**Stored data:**
□ □ □ □

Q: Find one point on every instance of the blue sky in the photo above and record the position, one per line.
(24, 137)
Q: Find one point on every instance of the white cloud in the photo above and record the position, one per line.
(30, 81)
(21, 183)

□ □ □ □

**Task brief:**
Copy out every row above verbatim, in the same order.

**Result for this task:**
Q: Find one point on every instance of the blue sky in the photo above and record the position, one per line.
(24, 137)
Q: Find one point on every instance of the white cloud in the photo above and record the position, one per line.
(30, 81)
(21, 183)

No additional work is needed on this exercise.